### WHAT THE EXERCISE ASKS
Output each entry in full so that the result matches the data exactly.

### DATA FOR REVIEW
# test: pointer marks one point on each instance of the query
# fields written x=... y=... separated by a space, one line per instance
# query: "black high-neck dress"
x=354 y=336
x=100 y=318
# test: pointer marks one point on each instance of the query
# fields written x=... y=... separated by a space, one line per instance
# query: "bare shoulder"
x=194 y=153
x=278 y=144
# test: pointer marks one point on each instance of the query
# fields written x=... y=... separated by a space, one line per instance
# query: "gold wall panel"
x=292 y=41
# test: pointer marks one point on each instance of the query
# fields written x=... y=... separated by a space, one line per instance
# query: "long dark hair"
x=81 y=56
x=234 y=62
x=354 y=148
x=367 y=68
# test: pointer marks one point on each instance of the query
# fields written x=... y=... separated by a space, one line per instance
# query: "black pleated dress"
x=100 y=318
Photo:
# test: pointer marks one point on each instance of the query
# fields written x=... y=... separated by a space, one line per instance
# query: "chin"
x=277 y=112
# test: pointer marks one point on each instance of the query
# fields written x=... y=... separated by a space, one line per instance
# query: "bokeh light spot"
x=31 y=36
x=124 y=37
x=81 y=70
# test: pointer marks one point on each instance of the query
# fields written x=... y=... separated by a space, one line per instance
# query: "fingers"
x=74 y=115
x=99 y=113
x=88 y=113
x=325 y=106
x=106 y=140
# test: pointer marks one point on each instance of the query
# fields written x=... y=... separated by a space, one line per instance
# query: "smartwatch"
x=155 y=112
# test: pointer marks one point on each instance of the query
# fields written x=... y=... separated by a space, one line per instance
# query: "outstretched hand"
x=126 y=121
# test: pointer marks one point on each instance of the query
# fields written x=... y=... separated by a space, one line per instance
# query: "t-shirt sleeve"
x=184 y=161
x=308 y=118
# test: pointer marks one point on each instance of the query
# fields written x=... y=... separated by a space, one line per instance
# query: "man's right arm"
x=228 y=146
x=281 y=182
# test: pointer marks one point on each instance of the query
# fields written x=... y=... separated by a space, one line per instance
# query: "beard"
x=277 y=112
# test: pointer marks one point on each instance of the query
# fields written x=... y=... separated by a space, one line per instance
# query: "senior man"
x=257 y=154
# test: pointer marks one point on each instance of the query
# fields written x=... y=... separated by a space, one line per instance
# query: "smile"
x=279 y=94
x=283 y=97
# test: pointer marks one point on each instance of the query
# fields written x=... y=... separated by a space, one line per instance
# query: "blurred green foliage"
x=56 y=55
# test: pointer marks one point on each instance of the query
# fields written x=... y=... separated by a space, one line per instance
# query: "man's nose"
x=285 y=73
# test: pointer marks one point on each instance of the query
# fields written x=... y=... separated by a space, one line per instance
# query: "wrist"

### RESULT FOR THIS TASK
# test: pointer marks one point on each instance of the query
# fields written x=... y=... separated by a space, one line per instance
# query: "black high-neck dress"
x=354 y=336
x=100 y=318
# test: pointer marks one point on each instance of the query
# fields written x=... y=... separated by a space, one line per instance
# query: "bare shoulder"
x=194 y=153
x=278 y=144
# test: pointer marks one point on each instance of the query
# fields written x=... y=... separated by a space, one line per instance
# query: "gold wall panel"
x=292 y=41
# test: pointer marks one point on each instance of the query
# fields written x=... y=... separated by a space, one line per instance
# query: "long dark hair"
x=81 y=56
x=234 y=62
x=354 y=148
x=367 y=68
# test: pointer marks one point on each instance of the query
# fields written x=... y=... separated by a space, one line per instance
# query: "black pleated dress"
x=100 y=318
Photo:
# test: pointer marks one point on each instance of the query
# fields written x=... y=... separated by a space, one line per instance
# query: "chin"
x=277 y=112
# test: pointer marks one point on each instance of the query
# fields written x=... y=... separated by a space, one line per instance
# query: "bokeh light spot"
x=31 y=36
x=124 y=37
x=81 y=70
# test: pointer marks one point on each instance of the query
# fields written x=... y=... separated by a space, one line per instance
# query: "fingers"
x=74 y=115
x=99 y=113
x=88 y=113
x=325 y=106
x=106 y=140
# test: pointer marks one point on each instance of the query
# fields written x=... y=... separated by a space, one line per instance
# query: "smartwatch"
x=155 y=112
# test: pointer marks one point on each instance of the query
# fields written x=... y=... separated by a space, one line per instance
# query: "outstretched hand"
x=126 y=121
# test: pointer marks one point on each instance of the query
# fields written x=... y=... separated by a space, one line per instance
# query: "t-shirt sleeve"
x=184 y=161
x=308 y=118
# test: pointer marks one point on each instance of the query
# fields written x=... y=... separated by a space, one line per instance
# query: "man's right arm"
x=228 y=146
x=281 y=182
# test: pointer marks one point on each instance of the query
# fields written x=... y=... separated by a space, one line per instance
# query: "beard"
x=277 y=112
# test: pointer marks one point on each instance of the query
# fields written x=... y=... separated by a space, one line per instance
# query: "senior man"
x=257 y=154
# test: pointer marks one point on each instance of the query
# fields written x=... y=... separated by a space, one line per instance
# query: "smile"
x=279 y=94
x=283 y=97
# test: pointer marks one point on each instance of the query
# fields written x=... y=... separated by a space, one line per instance
# query: "blurred green foliage"
x=56 y=55
# test: pointer marks one point on each instance of the query
# fields written x=... y=... separated by a space, one line per instance
# query: "man's nose"
x=285 y=73
# test: pointer marks one point on each instance of the query
# fields written x=... y=... separated by a space, one line per instance
# query: "wrist"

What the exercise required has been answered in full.